» **Exercise requirements**: Write out, exactly as they stand, the line containing "of the plant" and all subsequent lines up to and including the final line of the records.

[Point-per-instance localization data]
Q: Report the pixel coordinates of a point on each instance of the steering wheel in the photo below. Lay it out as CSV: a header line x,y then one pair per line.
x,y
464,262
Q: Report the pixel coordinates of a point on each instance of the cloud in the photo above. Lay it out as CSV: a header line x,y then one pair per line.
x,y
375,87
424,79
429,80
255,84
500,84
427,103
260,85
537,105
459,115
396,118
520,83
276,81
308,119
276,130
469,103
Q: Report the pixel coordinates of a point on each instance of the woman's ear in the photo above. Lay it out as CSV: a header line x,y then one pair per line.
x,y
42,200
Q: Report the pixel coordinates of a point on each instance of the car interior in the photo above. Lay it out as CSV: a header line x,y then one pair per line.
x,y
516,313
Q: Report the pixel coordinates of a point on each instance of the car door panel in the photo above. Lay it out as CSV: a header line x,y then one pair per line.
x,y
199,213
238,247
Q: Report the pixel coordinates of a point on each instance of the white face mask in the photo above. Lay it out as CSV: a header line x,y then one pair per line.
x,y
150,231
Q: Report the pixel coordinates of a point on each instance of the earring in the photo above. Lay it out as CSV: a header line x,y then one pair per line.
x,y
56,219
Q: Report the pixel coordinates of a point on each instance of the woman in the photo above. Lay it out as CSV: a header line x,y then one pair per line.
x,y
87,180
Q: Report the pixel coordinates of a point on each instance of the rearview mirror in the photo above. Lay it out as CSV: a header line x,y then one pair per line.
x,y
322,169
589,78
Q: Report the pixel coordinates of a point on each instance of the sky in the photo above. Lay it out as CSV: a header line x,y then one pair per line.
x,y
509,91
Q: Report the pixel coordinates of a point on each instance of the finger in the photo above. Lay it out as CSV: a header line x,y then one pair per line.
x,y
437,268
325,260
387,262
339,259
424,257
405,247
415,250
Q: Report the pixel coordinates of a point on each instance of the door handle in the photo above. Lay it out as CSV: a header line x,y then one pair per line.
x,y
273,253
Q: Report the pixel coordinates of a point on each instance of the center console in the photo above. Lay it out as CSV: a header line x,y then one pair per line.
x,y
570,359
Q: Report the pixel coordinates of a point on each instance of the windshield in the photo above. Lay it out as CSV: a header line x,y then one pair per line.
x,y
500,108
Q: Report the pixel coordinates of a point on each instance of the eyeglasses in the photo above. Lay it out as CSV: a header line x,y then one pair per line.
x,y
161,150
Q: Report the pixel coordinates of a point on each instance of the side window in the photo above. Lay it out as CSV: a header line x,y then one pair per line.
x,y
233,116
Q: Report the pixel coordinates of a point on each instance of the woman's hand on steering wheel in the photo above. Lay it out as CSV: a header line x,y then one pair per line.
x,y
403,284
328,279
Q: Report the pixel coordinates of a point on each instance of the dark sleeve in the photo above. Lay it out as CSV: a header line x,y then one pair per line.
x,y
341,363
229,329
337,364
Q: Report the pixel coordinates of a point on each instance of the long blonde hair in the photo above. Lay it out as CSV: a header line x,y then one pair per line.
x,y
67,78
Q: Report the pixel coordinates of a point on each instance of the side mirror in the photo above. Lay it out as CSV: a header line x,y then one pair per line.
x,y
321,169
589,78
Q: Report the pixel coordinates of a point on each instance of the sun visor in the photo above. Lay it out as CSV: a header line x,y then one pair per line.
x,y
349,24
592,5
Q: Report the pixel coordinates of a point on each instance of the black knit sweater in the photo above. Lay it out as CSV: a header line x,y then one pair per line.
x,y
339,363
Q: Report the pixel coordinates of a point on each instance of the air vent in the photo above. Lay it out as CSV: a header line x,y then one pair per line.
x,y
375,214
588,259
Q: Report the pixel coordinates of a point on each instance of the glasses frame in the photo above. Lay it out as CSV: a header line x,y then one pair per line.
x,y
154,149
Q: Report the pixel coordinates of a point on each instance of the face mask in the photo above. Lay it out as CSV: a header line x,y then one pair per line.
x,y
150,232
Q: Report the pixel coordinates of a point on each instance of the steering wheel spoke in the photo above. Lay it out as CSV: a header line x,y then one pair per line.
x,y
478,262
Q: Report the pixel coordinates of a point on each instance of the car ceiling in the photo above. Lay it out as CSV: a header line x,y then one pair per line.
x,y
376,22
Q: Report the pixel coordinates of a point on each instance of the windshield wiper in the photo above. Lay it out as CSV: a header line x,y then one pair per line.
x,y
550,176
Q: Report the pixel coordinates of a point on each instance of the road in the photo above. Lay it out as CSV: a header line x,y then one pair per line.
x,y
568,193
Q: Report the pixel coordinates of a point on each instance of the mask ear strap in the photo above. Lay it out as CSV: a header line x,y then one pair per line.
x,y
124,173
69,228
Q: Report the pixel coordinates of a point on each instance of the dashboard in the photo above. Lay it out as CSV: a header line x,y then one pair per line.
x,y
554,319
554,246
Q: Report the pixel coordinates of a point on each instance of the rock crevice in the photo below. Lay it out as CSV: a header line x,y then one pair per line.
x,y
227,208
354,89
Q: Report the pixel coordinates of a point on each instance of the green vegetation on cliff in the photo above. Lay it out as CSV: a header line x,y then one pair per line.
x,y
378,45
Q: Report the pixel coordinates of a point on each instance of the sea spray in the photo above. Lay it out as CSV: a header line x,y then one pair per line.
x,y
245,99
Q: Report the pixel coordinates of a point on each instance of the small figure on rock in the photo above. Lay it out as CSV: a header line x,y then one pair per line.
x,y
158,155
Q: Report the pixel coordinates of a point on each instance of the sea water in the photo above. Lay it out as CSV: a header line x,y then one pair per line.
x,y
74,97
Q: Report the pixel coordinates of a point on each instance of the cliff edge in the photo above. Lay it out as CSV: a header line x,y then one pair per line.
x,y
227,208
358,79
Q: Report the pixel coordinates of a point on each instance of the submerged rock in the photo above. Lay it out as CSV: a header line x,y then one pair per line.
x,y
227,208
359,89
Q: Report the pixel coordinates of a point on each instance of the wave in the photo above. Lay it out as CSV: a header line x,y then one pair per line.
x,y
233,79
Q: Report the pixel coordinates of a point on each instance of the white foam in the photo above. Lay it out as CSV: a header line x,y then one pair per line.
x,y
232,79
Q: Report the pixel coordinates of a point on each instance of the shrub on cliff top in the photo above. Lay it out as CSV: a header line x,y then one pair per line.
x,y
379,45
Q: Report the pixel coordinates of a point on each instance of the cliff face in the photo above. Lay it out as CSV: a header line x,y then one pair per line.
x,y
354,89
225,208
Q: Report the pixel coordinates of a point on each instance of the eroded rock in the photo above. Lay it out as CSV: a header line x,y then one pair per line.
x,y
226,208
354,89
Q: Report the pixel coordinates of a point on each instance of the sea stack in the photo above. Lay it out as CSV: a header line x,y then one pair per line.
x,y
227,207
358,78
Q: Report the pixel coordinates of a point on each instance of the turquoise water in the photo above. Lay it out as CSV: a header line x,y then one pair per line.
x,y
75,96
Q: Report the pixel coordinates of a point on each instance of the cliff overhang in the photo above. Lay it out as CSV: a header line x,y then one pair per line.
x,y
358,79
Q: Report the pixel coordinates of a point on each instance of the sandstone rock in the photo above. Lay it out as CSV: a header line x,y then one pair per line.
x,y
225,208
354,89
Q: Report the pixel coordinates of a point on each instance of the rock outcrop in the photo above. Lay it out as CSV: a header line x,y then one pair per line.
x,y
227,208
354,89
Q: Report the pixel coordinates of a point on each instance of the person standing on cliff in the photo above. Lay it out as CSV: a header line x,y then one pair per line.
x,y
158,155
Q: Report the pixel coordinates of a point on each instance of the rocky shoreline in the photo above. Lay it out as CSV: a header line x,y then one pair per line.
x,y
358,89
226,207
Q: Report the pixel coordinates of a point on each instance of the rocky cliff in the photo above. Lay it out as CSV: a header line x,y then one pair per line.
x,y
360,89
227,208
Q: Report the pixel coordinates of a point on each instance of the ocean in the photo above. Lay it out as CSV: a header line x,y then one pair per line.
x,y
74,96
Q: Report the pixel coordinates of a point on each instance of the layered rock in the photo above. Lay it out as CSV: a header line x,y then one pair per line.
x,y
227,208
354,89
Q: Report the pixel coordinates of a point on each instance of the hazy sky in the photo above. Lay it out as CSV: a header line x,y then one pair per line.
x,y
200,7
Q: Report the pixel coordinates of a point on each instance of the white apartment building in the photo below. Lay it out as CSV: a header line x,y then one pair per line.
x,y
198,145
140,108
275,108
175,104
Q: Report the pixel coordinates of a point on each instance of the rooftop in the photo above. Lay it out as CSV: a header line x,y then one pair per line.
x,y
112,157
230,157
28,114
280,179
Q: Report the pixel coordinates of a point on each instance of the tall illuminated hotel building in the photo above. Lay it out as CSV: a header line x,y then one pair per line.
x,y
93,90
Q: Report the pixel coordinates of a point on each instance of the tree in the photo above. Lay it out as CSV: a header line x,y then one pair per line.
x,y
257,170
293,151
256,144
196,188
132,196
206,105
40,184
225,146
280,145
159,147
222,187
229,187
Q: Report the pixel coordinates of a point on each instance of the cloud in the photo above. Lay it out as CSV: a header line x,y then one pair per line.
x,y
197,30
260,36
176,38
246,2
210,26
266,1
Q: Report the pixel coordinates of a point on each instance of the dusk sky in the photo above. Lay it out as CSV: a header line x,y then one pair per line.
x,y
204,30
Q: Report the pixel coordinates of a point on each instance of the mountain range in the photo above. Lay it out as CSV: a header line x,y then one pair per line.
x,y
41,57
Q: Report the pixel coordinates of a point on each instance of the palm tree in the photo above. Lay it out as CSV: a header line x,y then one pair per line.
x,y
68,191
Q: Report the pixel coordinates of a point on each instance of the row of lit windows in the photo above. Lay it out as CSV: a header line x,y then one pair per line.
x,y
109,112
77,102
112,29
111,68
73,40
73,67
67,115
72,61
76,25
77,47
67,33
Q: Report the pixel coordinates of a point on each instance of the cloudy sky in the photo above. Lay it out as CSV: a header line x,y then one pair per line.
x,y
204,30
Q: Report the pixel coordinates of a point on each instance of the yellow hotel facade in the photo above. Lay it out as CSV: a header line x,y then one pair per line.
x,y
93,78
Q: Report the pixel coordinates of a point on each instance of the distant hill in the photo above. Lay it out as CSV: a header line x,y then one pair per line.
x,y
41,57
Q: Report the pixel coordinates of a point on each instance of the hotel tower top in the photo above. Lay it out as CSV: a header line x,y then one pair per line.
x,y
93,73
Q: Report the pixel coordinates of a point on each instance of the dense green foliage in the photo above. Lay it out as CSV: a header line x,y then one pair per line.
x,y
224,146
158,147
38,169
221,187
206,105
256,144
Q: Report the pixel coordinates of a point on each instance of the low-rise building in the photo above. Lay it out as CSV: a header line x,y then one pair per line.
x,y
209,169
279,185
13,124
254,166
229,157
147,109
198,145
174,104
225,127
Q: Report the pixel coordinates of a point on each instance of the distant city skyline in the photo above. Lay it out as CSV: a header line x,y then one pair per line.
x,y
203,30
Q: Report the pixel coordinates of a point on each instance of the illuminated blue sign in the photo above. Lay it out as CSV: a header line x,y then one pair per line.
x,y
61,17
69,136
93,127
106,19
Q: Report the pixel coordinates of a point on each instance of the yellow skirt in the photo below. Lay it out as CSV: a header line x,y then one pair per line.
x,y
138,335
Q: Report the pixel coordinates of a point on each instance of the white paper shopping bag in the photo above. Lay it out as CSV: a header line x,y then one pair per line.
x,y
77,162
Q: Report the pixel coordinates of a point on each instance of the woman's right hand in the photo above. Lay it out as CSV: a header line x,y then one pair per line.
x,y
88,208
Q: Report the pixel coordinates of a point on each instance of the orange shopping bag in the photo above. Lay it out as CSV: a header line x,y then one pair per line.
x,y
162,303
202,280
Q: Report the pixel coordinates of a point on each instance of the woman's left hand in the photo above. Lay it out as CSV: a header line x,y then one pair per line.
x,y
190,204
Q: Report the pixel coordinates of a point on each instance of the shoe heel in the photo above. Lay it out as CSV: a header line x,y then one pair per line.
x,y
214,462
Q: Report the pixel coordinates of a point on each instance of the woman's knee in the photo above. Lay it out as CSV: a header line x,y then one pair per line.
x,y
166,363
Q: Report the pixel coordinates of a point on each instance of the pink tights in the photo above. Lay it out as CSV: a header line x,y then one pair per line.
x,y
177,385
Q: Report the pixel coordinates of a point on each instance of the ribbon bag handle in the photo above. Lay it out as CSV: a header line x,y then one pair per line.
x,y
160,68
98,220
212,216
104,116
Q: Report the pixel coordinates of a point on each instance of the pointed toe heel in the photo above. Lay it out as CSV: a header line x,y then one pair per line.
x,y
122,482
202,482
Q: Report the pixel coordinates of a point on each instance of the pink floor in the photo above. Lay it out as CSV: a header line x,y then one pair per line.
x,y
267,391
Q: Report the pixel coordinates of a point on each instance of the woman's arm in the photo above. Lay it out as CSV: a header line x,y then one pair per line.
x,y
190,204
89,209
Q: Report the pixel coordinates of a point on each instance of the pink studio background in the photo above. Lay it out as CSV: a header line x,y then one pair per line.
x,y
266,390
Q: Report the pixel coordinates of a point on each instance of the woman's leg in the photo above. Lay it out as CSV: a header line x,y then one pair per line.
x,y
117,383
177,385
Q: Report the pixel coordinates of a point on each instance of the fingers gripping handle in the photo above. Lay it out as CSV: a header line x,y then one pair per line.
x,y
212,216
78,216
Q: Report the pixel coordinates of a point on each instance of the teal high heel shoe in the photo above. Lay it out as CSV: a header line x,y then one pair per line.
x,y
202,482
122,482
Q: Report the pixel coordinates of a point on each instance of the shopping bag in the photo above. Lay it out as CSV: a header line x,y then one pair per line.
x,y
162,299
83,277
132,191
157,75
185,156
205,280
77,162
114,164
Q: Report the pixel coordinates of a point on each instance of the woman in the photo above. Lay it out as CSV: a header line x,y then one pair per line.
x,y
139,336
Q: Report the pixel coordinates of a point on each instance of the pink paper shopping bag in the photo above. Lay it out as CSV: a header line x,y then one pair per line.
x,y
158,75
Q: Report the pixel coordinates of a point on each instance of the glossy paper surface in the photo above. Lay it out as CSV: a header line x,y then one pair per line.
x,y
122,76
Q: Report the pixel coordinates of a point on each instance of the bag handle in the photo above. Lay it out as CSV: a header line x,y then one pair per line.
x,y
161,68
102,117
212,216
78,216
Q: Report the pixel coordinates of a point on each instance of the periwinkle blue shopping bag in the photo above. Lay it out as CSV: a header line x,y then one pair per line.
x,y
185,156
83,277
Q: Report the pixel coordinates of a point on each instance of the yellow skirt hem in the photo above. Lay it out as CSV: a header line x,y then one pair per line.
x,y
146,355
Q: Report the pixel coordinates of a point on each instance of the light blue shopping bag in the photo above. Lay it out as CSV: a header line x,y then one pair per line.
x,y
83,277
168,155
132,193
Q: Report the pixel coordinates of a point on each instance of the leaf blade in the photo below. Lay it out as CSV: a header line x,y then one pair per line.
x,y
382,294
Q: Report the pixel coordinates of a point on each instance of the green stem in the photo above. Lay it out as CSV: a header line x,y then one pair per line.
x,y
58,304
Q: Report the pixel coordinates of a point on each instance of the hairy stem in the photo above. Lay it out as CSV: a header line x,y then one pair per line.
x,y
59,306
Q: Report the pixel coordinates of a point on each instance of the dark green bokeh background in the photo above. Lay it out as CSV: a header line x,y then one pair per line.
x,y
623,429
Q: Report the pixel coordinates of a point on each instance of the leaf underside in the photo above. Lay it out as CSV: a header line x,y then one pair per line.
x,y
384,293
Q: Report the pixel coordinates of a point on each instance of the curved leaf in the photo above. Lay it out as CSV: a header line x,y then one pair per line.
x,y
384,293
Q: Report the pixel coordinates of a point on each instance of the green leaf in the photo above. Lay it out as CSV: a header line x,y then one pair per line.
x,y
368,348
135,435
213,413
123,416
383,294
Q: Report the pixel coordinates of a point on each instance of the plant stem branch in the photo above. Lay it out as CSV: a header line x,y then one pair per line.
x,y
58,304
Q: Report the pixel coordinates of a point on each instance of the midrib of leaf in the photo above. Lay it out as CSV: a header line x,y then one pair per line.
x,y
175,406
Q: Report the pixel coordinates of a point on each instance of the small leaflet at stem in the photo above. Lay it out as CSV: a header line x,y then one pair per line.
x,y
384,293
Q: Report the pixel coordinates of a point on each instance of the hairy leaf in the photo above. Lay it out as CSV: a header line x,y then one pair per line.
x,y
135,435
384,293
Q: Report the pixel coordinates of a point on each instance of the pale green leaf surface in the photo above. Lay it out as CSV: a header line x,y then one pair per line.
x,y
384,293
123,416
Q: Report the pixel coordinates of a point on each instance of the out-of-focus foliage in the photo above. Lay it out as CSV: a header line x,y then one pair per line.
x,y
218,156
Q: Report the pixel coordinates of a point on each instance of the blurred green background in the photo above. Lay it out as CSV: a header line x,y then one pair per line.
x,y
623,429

» **Worked solution**:
Q: Report the pixel coordinates of a point on each instance of the plant stem branch in the photo above. Lay it out as CSV: a header line x,y then one pair per line.
x,y
58,304
Q: Report the pixel coordinates of a point on each instance of the midrib of leaf in the photo above. Lay it out as CSV: a header line x,y then one pair per line.
x,y
175,406
Q: Report the pixel coordinates of a point on each instance of the small leaflet at stem in the photo above. Lay it out as CSV: a header line x,y then one pair per line.
x,y
384,293
Q: Report the pixel coordinates of a point on each instance of the hairy leaf in the photo above. Lay it out as CSV: a header line x,y then one pair per line.
x,y
135,435
384,293
Q: Report the pixel coordinates of a point on each instance of the pale green leaf surface in the photo above. Lay it out as CSV: a header line x,y then one pair per line.
x,y
384,293
123,416
Q: Report the pixel coordinates of a point on each instance of the out-of-focus foliage in the photo above. Lay it out as CSV: a header line x,y then one pair per line.
x,y
218,156
Q: Report the pixel coordinates of a point on each instance of the blurred green background in the photo above. Lay it out as CSV: a header line x,y then one pair per line.
x,y
623,429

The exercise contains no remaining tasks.